* [WORK INSTRUCTION] Return the data exactly, with all pictures removed.

* [RECORD EXCERPTS]
########

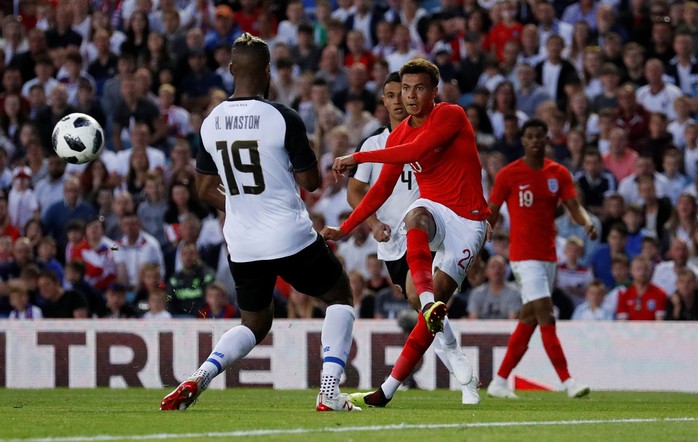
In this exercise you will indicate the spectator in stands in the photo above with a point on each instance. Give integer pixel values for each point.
(632, 116)
(46, 256)
(684, 222)
(665, 273)
(22, 308)
(104, 65)
(403, 49)
(529, 93)
(49, 190)
(629, 186)
(581, 117)
(657, 209)
(72, 206)
(572, 278)
(54, 112)
(135, 248)
(157, 305)
(677, 181)
(22, 202)
(601, 261)
(677, 128)
(594, 181)
(620, 160)
(42, 75)
(555, 72)
(357, 76)
(6, 226)
(195, 86)
(643, 300)
(97, 252)
(117, 306)
(592, 309)
(217, 304)
(683, 305)
(75, 280)
(496, 298)
(140, 136)
(658, 95)
(57, 302)
(504, 103)
(532, 49)
(187, 286)
(88, 103)
(471, 67)
(135, 109)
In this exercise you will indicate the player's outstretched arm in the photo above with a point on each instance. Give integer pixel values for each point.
(580, 216)
(356, 190)
(451, 123)
(309, 179)
(374, 198)
(208, 188)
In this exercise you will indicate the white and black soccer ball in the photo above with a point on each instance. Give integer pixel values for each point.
(78, 138)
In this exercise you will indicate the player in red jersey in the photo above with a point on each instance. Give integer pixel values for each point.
(532, 187)
(438, 141)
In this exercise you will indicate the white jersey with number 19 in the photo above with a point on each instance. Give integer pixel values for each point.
(255, 146)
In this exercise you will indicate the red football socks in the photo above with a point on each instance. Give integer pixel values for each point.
(419, 260)
(554, 349)
(417, 343)
(518, 344)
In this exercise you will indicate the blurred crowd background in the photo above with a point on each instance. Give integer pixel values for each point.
(126, 236)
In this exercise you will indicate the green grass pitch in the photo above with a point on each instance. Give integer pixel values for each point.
(267, 415)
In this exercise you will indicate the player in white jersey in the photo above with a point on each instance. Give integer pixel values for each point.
(257, 152)
(392, 248)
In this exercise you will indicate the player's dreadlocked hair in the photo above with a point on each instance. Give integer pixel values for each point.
(252, 48)
(393, 77)
(422, 66)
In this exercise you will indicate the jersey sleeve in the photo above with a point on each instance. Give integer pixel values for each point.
(204, 161)
(500, 190)
(622, 308)
(375, 197)
(567, 188)
(361, 172)
(296, 141)
(450, 123)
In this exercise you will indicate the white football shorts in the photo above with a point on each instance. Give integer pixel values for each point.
(457, 240)
(535, 278)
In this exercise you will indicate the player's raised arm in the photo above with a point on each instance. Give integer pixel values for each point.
(208, 188)
(451, 120)
(309, 179)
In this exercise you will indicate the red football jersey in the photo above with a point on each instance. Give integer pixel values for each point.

########

* [SOLUTION FOR THIS EXERCISE]
In this exercise you will indicate the spectator in stands in the photo above with a point on each instance. Give integer pixel values for each point.
(632, 116)
(46, 256)
(684, 222)
(665, 273)
(22, 308)
(104, 65)
(403, 49)
(529, 93)
(49, 190)
(629, 186)
(581, 117)
(657, 209)
(72, 206)
(572, 278)
(54, 112)
(135, 248)
(157, 305)
(677, 181)
(22, 202)
(601, 261)
(677, 128)
(594, 181)
(620, 160)
(42, 75)
(555, 72)
(357, 76)
(6, 226)
(195, 86)
(643, 300)
(97, 252)
(117, 306)
(592, 309)
(217, 304)
(683, 305)
(75, 280)
(496, 298)
(140, 136)
(658, 95)
(57, 302)
(504, 103)
(532, 49)
(187, 286)
(88, 103)
(471, 67)
(135, 109)
In this exercise you will indicate the player's outstretched arm in the photo above with a point on each instance. Give integer pixel values for each point.
(580, 216)
(356, 190)
(451, 123)
(309, 179)
(374, 198)
(208, 188)
In this exercise you will indicate the white and black soccer ball in the photo above with a point on each instance. Give integer pixel values for each point.
(78, 138)
In this exercise you will indicate the player in red jersey in the photo above with a point on each instance. Give integer pixel values for each point.
(532, 187)
(438, 141)
In this exercise you will indicate the white jersey with number 19 in the photo above with a point on each instance. Give integer pixel values for each point.
(255, 146)
In this exercise you will indicate the red football socks in the photo above with a point on each instance. Give integer pixel values for each point.
(419, 260)
(554, 349)
(417, 343)
(518, 344)
In this exercise you will indicate the blurred crowd background in the photo above with a point on each instance. Give integer pixel values for each point.
(126, 236)
In this exercise you will indicate the green grass pitch in the photo above with a point on each instance. Give integer pixel values for each point.
(267, 415)
In this exercise you will indicate the player in white jersey in the photo above with a point on each instance. Give integer pixel values for each point.
(257, 152)
(392, 248)
In this exercise you will indicate the player's dreadlocked hair in the photo above with a point on each instance. Give integer pixel values for each point.
(252, 48)
(393, 77)
(422, 66)
In this exercise you will indicate the jersey sleeve in the photo above with a point on each instance. Give integer pixel values for each point.
(204, 161)
(500, 190)
(622, 308)
(375, 197)
(567, 188)
(361, 172)
(296, 141)
(450, 123)
In this exercise you will indicate the white football shorts in the photo above with a point on each instance. Give integer pixel values for each point.
(457, 240)
(535, 278)
In this exercise you will indicate the player's raised arm in the photo above with a point on each instance. Give integer pixel values for each point.
(208, 188)
(451, 120)
(309, 179)
In this exercise you will indicate the red football jersey in the photo above with a point on each instance. Give integer pixel values for each point.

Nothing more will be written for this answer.